-- What the task requires --
First find the line with "Target: overcast sky" in the entries below, then set down exactly every line through the line with "134, row 4.", that line included.

-- Provided data --
Content starts
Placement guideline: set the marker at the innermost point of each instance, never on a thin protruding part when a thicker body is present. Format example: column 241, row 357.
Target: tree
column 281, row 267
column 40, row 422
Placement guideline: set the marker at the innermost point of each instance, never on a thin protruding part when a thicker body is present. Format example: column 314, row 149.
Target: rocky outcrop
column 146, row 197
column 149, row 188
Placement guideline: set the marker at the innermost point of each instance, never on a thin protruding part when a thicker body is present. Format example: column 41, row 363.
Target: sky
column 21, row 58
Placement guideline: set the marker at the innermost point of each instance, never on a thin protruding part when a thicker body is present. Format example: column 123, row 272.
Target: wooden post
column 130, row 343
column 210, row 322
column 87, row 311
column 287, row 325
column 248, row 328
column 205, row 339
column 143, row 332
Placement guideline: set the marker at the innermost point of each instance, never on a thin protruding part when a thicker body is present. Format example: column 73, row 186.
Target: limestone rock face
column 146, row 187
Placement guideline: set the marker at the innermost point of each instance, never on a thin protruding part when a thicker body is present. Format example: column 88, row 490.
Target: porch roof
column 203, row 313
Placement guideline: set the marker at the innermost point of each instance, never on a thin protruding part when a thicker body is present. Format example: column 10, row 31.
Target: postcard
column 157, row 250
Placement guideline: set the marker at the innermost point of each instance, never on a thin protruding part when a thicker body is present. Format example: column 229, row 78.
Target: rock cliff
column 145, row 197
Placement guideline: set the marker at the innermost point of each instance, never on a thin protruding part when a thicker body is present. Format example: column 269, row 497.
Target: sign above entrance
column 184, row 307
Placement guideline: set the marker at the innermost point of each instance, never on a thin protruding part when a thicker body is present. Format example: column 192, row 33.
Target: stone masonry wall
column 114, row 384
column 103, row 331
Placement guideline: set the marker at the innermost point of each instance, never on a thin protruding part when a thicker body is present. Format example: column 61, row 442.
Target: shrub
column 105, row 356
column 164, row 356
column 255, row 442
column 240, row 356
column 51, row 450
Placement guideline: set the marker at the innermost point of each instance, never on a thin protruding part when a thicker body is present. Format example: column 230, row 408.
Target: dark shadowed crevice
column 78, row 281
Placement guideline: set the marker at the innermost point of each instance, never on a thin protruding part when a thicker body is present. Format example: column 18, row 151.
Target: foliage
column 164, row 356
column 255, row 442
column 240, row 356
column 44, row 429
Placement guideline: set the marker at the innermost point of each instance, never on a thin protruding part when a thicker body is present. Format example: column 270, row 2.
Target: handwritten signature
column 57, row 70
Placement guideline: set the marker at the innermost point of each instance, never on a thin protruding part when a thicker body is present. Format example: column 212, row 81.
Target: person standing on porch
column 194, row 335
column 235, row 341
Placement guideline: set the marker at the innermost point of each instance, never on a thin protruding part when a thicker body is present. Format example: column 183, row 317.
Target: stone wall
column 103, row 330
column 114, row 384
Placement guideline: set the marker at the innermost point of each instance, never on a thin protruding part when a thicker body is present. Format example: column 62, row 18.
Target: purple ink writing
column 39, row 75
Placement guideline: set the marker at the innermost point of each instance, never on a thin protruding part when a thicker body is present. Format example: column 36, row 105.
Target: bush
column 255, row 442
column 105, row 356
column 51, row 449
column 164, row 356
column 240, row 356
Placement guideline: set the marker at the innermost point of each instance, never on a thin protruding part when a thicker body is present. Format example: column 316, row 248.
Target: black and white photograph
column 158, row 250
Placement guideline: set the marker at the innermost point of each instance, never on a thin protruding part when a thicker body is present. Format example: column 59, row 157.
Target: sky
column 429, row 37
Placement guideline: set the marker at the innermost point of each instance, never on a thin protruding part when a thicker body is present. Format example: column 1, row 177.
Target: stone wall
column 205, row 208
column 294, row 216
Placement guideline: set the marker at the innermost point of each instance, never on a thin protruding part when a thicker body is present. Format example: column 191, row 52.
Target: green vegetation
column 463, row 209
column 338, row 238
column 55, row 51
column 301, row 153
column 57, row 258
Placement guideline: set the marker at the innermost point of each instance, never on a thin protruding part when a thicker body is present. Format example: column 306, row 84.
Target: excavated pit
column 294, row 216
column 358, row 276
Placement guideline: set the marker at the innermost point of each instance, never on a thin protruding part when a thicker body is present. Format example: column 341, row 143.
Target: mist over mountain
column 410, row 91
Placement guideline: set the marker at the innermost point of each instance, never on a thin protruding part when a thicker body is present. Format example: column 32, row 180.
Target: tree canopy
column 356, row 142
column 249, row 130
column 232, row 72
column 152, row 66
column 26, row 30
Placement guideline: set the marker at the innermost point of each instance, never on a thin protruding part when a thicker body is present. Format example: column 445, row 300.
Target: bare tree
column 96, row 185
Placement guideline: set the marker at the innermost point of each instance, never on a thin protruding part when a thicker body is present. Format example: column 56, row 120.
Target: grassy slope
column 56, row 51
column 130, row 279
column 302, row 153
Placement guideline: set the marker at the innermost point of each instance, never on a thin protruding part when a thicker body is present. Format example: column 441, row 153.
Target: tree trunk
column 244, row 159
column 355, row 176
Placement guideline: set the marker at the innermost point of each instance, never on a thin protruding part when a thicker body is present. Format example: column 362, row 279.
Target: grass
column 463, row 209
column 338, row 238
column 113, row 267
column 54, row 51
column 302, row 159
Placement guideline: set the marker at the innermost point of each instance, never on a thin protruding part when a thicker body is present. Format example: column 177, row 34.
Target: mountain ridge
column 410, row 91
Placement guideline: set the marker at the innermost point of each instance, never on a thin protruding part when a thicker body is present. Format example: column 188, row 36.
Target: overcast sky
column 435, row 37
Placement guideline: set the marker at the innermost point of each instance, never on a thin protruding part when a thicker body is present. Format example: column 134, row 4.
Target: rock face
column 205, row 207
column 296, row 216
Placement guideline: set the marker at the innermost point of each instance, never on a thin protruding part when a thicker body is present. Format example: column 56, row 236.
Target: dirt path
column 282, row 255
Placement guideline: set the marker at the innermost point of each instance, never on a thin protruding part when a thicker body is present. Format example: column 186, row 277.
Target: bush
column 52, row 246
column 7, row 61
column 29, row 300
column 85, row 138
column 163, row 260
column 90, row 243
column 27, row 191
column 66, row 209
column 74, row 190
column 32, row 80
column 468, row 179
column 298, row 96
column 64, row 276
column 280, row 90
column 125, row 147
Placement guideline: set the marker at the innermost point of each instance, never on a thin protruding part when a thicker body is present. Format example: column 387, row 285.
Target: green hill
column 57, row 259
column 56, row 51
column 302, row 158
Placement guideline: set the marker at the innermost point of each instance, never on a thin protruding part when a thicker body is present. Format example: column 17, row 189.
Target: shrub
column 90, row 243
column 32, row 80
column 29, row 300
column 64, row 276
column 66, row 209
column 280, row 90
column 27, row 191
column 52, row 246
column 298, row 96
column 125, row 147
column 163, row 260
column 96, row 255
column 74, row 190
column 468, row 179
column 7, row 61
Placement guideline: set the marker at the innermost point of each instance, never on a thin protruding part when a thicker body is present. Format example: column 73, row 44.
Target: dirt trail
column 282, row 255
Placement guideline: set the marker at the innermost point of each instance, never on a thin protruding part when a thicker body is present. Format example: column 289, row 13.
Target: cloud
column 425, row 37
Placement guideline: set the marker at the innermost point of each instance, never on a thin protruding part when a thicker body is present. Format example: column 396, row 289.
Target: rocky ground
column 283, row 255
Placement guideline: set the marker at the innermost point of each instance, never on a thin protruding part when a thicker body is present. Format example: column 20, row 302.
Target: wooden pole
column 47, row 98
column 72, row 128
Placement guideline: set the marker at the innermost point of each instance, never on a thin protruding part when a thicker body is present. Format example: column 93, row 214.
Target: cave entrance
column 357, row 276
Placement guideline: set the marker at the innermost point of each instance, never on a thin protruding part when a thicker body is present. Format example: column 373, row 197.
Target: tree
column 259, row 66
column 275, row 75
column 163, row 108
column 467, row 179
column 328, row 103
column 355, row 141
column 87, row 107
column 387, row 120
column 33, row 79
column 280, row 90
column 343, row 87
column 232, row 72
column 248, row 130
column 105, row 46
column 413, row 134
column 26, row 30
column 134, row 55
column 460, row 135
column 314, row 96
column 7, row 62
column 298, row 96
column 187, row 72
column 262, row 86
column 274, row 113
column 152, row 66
Content ends
-- Response area --
Target: overcast sky
column 435, row 37
Placement guideline: set the marker at the innermost point of each instance, never on a thin protruding part when a thicker body is present. Format example: column 134, row 4.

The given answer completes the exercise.